**Directions for this task:**
Repeat all of the records verbatim.

## begin Material for this task

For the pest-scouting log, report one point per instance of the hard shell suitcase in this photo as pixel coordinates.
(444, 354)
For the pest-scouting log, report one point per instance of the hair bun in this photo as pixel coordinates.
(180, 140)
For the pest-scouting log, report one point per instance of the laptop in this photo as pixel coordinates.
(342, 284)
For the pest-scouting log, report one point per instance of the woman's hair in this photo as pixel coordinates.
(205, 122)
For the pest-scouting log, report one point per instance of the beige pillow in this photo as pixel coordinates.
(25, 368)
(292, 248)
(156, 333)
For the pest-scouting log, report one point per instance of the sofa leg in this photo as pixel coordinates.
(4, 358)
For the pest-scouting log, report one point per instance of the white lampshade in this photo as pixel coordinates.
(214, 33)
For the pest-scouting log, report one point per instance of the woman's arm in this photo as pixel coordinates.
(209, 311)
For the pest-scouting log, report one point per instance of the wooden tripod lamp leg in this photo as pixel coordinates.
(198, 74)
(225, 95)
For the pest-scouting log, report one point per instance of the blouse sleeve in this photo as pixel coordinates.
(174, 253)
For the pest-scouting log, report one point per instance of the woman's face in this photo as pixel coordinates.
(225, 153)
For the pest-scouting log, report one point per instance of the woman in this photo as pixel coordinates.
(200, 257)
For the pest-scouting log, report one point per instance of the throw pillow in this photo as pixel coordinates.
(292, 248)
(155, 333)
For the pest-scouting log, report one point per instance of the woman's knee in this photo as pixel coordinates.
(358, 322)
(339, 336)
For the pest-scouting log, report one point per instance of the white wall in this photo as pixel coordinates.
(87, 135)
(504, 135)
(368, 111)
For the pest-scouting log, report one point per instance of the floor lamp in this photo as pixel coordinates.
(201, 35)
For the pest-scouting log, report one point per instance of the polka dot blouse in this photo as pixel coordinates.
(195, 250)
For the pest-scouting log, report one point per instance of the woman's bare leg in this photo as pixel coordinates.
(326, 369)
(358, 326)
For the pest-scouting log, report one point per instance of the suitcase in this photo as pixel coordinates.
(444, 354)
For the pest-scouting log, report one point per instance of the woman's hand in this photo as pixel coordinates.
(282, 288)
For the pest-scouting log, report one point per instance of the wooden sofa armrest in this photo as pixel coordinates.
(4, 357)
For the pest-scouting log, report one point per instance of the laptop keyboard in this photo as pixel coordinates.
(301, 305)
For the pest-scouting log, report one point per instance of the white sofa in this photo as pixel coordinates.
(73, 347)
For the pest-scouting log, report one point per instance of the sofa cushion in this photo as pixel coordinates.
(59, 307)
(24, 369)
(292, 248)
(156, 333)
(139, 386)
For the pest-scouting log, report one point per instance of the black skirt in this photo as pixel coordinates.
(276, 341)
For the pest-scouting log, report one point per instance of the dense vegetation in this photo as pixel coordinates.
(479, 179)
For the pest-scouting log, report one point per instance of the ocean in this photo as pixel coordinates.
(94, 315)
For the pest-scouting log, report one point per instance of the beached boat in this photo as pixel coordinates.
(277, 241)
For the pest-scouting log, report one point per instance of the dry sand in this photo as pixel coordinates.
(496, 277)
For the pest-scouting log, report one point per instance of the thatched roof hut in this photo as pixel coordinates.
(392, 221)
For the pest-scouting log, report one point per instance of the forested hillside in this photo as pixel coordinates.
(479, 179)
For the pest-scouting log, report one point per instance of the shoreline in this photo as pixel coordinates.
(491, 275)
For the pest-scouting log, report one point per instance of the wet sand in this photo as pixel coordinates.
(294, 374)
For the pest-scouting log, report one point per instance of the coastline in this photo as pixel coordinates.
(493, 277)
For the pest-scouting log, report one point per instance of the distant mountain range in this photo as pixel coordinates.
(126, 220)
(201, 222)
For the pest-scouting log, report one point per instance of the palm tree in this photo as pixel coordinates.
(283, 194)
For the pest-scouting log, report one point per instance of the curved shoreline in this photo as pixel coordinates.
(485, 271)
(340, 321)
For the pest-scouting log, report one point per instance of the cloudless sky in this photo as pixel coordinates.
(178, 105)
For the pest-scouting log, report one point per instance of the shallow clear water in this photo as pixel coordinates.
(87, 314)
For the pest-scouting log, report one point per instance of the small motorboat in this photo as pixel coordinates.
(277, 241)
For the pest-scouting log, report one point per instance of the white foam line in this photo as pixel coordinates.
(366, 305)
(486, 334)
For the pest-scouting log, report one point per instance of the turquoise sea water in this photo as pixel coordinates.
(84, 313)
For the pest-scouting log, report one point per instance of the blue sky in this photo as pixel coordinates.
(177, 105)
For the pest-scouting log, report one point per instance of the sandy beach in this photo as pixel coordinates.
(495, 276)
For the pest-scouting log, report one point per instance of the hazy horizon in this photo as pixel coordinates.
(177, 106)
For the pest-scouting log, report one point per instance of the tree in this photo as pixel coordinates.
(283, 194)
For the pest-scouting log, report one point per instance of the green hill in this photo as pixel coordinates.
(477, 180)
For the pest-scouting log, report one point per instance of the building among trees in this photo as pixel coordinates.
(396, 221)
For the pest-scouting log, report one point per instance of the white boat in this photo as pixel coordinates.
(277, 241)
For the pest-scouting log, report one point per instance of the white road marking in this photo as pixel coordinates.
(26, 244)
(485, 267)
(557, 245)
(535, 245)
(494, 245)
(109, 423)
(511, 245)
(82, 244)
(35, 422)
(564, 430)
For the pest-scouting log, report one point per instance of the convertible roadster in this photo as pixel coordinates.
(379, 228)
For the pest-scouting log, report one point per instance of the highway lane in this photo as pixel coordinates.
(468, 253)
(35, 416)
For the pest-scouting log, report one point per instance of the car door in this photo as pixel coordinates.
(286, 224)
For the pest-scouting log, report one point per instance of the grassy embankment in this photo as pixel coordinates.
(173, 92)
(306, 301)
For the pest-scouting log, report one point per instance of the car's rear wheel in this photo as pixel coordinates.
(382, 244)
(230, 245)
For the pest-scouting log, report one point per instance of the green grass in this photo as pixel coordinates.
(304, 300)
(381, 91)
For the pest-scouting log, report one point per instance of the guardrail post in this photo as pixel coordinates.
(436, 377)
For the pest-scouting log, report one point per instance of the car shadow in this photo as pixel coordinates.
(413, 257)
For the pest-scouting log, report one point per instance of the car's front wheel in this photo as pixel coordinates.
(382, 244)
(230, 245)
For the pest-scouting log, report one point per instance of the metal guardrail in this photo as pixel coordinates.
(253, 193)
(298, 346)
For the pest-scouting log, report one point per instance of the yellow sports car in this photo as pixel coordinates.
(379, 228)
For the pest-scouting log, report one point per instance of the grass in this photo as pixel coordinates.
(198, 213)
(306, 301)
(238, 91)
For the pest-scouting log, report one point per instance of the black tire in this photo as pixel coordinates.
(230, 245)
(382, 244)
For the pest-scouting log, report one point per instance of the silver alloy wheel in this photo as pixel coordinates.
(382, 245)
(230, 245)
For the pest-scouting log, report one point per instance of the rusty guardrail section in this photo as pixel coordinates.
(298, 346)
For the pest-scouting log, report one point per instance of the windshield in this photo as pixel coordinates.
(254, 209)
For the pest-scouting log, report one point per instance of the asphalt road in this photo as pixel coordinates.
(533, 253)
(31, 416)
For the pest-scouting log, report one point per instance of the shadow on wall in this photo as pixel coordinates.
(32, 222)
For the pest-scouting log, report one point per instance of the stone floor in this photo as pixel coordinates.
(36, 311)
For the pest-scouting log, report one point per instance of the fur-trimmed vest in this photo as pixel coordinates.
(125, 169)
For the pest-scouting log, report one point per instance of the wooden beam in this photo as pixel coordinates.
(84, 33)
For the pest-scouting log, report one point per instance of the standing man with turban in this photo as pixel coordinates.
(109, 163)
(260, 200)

## end Material for this task

**Task output:**
For the pest-scouting log, report one point per instance of the hard shell suitcase in this photo as pixel coordinates.
(444, 354)
For the pest-scouting log, report one point per instance of the hair bun in this photo as pixel coordinates.
(180, 140)
For the pest-scouting log, report one point per instance of the laptop in this photo as pixel coordinates.
(342, 284)
For the pest-scouting log, report one point per instance of the woman's hair in this photo as pixel coordinates.
(205, 122)
For the pest-scouting log, report one point per instance of the beige pillow in this photo as pixel coordinates.
(25, 368)
(292, 248)
(156, 333)
For the pest-scouting log, report one point per instance of the sofa leg in this photo as pixel coordinates.
(4, 358)
For the pest-scouting log, report one point per instance of the white lampshade in this photo as pixel coordinates.
(214, 33)
For the pest-scouting log, report one point per instance of the woman's arm in this photo as pixel coordinates.
(209, 311)
For the pest-scouting log, report one point per instance of the wooden tripod lamp leg in this photo as pixel coordinates.
(198, 74)
(225, 95)
For the pest-scouting log, report one point per instance of the blouse sleeve in this photo as pixel coordinates.
(174, 253)
For the pest-scouting log, report one point per instance of the woman's face in this photo as pixel coordinates.
(225, 153)
For the pest-scouting log, report one point per instance of the woman in this photo as pixel coordinates.
(200, 257)
For the pest-scouting log, report one point per instance of the throw pillow in this photo as pixel coordinates.
(292, 248)
(155, 333)
For the pest-scouting log, report one point per instance of the woman's knee in this photo as pixel coordinates.
(358, 322)
(339, 336)
For the pest-scouting log, report one point per instance of the white wall in this photo as pixel coordinates.
(87, 135)
(504, 135)
(368, 111)
For the pest-scouting log, report one point per instance of the floor lamp in this photo as pixel coordinates.
(201, 35)
For the pest-scouting log, report one point per instance of the polka dot blouse in this photo as pixel coordinates.
(195, 250)
For the pest-scouting log, report one point per instance of the woman's bare leg in this photo as pixel coordinates.
(326, 369)
(358, 326)
For the pest-scouting log, report one point per instance of the suitcase in this photo as pixel coordinates.
(444, 354)
For the pest-scouting log, report one point per instance of the woman's hand in this photo as pixel coordinates.
(282, 288)
For the pest-scouting log, report one point per instance of the wooden sofa armrest in this photo as pixel coordinates.
(4, 357)
For the pest-scouting log, report one point per instance of the laptop keyboard in this photo as pixel coordinates.
(301, 305)
For the pest-scouting log, report one point per instance of the white sofa in this photo as pixel coordinates.
(73, 347)
For the pest-scouting log, report one point per instance of the sofa cushion in this photo as pixel coordinates.
(59, 307)
(24, 369)
(292, 248)
(156, 333)
(139, 386)
For the pest-scouting log, report one point per instance of the black skirt in this photo as pixel coordinates.
(276, 341)
For the pest-scouting log, report one point per instance of the dense vegetation in this photo as pixel coordinates.
(479, 179)
For the pest-scouting log, report one point per instance of the ocean in this photo as pixel coordinates.
(94, 315)
For the pest-scouting log, report one point per instance of the beached boat in this photo as pixel coordinates.
(277, 241)
For the pest-scouting log, report one point per instance of the dry sand in this photo as pixel coordinates.
(496, 277)
For the pest-scouting log, report one point per instance of the thatched roof hut in this photo as pixel coordinates.
(392, 221)
For the pest-scouting log, report one point per instance of the forested hillside in this photo as pixel coordinates.
(479, 179)
For the pest-scouting log, report one point per instance of the shoreline in this photo as pixel coordinates.
(491, 275)
For the pest-scouting log, report one point per instance of the wet sand in this photo as pixel coordinates.
(294, 374)
For the pest-scouting log, report one point per instance of the coastline in this photo as pixel coordinates.
(493, 277)
For the pest-scouting log, report one point per instance of the distant mountain range in this photo as pixel coordinates.
(126, 220)
(201, 222)
For the pest-scouting log, report one point per instance of the palm tree in this photo as pixel coordinates.
(283, 194)
For the pest-scouting log, report one point per instance of the curved shoreline in this photo as pixel coordinates.
(485, 271)
(340, 321)
For the pest-scouting log, report one point per instance of the cloudless sky in this photo as pixel coordinates.
(178, 105)
For the pest-scouting log, report one point per instance of the shallow clear water in this photo as pixel coordinates.
(87, 314)
For the pest-scouting log, report one point per instance of the small motorboat in this photo as pixel coordinates.
(277, 241)
For the pest-scouting log, report one point per instance of the white foam line in this photo as pixel coordinates.
(366, 305)
(486, 334)
For the pest-scouting log, report one point per instance of the turquoise sea water in this photo as pixel coordinates.
(84, 313)
For the pest-scouting log, report one point per instance of the blue sky in this photo as pixel coordinates.
(177, 105)
For the pest-scouting log, report one point per instance of the sandy beach in this photo as pixel coordinates.
(495, 276)
For the pest-scouting log, report one point per instance of the hazy horizon in this photo as pixel coordinates.
(177, 106)
For the pest-scouting log, report one point per instance of the tree in this photo as pixel coordinates.
(283, 194)
For the pest-scouting log, report one point per instance of the green hill in this photo as pixel coordinates.
(477, 180)
For the pest-scouting log, report one point per instance of the building among trees in this photo as pixel coordinates.
(396, 221)
For the pest-scouting log, report one point per instance of the white boat in this photo as pixel coordinates.
(277, 241)
For the pest-scouting log, report one point per instance of the white road marking in this photo as pixel coordinates.
(26, 244)
(485, 267)
(557, 245)
(535, 245)
(494, 245)
(109, 423)
(511, 245)
(82, 244)
(35, 422)
(564, 430)
For the pest-scouting log, report one point per instance of the convertible roadster in this photo as pixel coordinates.
(379, 228)
For the pest-scouting log, report one point per instance of the highway lane in this photo as pixel coordinates.
(468, 253)
(35, 416)
For the pest-scouting log, report one point per instance of the car door in this photo as pixel coordinates.
(286, 224)
For the pest-scouting log, report one point per instance of the grassy embankment in this photo as pixel coordinates.
(173, 92)
(306, 301)
For the pest-scouting log, report one point per instance of the car's rear wheel in this photo as pixel coordinates.
(382, 244)
(230, 245)
For the pest-scouting log, report one point per instance of the green grass in this photo as pixel coordinates.
(304, 300)
(381, 91)
For the pest-scouting log, report one point per instance of the guardrail post in this photo as pixel coordinates.
(436, 377)
For the pest-scouting log, report one point per instance of the car shadow in this photo as pixel coordinates.
(413, 257)
For the pest-scouting log, report one point per instance of the car's front wheel in this photo as pixel coordinates.
(382, 244)
(230, 245)
For the pest-scouting log, report one point per instance of the metal guardrail in this photo as pixel coordinates.
(253, 193)
(298, 346)
For the pest-scouting log, report one point per instance of the yellow sports car in this photo as pixel coordinates.
(379, 228)
For the pest-scouting log, report one point per instance of the grass in this photo as pixel coordinates.
(198, 213)
(306, 301)
(238, 91)
For the pest-scouting log, report one point per instance of the black tire in this photo as pixel coordinates.
(230, 245)
(382, 244)
For the pest-scouting log, report one point per instance of the silver alloy wheel in this photo as pixel coordinates.
(382, 245)
(230, 245)
For the pest-scouting log, report one point per instance of the rusty guardrail section in this photo as pixel coordinates.
(298, 346)
For the pest-scouting log, report one point per instance of the windshield in this photo as pixel coordinates.
(254, 209)
For the pest-scouting log, report one point per instance of the asphalt road in this photo as pixel coordinates.
(533, 253)
(31, 416)
For the pest-scouting log, report one point per instance of the shadow on wall in this photo as pixel coordinates.
(32, 222)
For the pest-scouting log, report one point per instance of the stone floor in this photo as pixel coordinates.
(36, 311)
For the pest-scouting log, report one point per instance of the fur-trimmed vest in this photo as pixel coordinates.
(125, 169)
For the pest-scouting log, report one point per instance of the wooden beam in this photo as pixel coordinates.
(84, 33)
For the pest-scouting log, report one point per instance of the standing man with turban in this photo as pixel coordinates.
(109, 163)
(260, 200)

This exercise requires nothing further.